> [What you will do]
Reproduce the records word for word, with nothing left out.
═══ Provided records
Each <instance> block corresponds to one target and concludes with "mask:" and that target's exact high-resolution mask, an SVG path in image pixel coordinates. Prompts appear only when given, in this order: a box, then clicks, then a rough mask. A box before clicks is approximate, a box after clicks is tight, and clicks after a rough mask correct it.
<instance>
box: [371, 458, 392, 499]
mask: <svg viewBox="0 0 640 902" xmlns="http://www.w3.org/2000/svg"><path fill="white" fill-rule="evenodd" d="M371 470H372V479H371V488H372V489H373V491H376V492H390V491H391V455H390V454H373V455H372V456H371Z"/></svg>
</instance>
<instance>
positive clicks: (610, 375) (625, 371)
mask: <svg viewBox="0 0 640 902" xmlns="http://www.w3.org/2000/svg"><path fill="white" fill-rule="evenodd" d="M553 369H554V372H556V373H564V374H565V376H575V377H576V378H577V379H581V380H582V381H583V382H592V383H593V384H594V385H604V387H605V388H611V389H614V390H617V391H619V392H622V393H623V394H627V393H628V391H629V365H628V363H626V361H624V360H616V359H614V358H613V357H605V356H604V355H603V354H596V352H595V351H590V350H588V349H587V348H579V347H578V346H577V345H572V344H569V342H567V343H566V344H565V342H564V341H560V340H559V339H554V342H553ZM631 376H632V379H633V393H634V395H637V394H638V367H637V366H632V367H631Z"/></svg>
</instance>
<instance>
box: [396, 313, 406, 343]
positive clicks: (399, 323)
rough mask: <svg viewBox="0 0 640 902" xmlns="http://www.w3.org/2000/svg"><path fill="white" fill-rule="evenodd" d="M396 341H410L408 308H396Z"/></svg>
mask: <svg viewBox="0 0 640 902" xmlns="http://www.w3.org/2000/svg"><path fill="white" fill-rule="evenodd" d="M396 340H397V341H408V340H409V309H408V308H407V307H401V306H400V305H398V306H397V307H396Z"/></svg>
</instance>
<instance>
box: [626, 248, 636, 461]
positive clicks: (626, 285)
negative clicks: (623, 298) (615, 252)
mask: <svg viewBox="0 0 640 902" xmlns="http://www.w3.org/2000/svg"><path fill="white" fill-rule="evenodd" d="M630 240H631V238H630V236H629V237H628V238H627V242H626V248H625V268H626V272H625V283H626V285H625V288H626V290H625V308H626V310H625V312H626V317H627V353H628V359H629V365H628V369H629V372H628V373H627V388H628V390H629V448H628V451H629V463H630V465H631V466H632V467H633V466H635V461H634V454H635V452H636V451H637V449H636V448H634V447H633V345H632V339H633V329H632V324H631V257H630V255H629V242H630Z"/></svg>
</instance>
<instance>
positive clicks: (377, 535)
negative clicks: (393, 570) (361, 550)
══════
> [Output for this exercise]
Each <instance> block corresponds to one target and concludes with "mask:" and that target's exact high-resolution mask, an SVG path in image pixel coordinates. Prompts appear only when given, in this order: a box, then clicks, then a rough mask. A box before clicks is approximate, a box after clicks is tight, and clicks after a rough mask correct it.
<instance>
box: [371, 458, 392, 499]
mask: <svg viewBox="0 0 640 902" xmlns="http://www.w3.org/2000/svg"><path fill="white" fill-rule="evenodd" d="M371 470H372V479H371V488H372V489H373V491H376V492H390V491H391V455H390V454H373V455H372V456H371Z"/></svg>
</instance>
<instance>
positive clicks: (610, 375) (625, 371)
mask: <svg viewBox="0 0 640 902" xmlns="http://www.w3.org/2000/svg"><path fill="white" fill-rule="evenodd" d="M553 369H554V372H556V373H564V374H565V376H575V377H576V378H577V379H581V380H582V381H583V382H592V383H593V384H594V385H604V387H605V388H611V389H614V390H617V391H619V392H622V393H623V394H627V393H628V391H629V365H628V363H626V361H624V360H616V359H614V358H613V357H605V356H604V355H603V354H596V352H595V351H590V350H588V349H587V348H579V347H578V346H577V345H572V344H569V342H567V343H566V344H565V342H564V341H560V340H559V339H554V342H553ZM631 376H632V379H633V393H634V395H637V394H638V367H637V366H632V367H631Z"/></svg>
</instance>
<instance>
box: [396, 313, 406, 343]
positive clicks: (399, 323)
rough mask: <svg viewBox="0 0 640 902" xmlns="http://www.w3.org/2000/svg"><path fill="white" fill-rule="evenodd" d="M396 341H410L408 308H396Z"/></svg>
mask: <svg viewBox="0 0 640 902" xmlns="http://www.w3.org/2000/svg"><path fill="white" fill-rule="evenodd" d="M396 340H397V341H408V340H409V309H408V308H407V307H401V306H400V305H398V306H397V307H396Z"/></svg>
</instance>
<instance>
box: [626, 248, 636, 461]
positive clicks: (626, 285)
negative clicks: (623, 298) (615, 252)
mask: <svg viewBox="0 0 640 902" xmlns="http://www.w3.org/2000/svg"><path fill="white" fill-rule="evenodd" d="M630 240H631V238H630V236H629V237H628V238H627V242H626V248H625V268H626V272H625V283H626V285H625V288H626V290H625V308H626V310H625V312H626V317H627V353H628V359H629V365H628V369H629V372H628V373H627V388H628V390H629V448H628V451H629V463H630V465H631V466H632V467H633V466H635V461H634V454H635V452H636V451H637V449H636V448H634V447H633V345H632V339H633V329H632V324H631V257H630V255H629V242H630Z"/></svg>
</instance>
<instance>
positive clicks: (377, 535)
negative clicks: (393, 570) (361, 550)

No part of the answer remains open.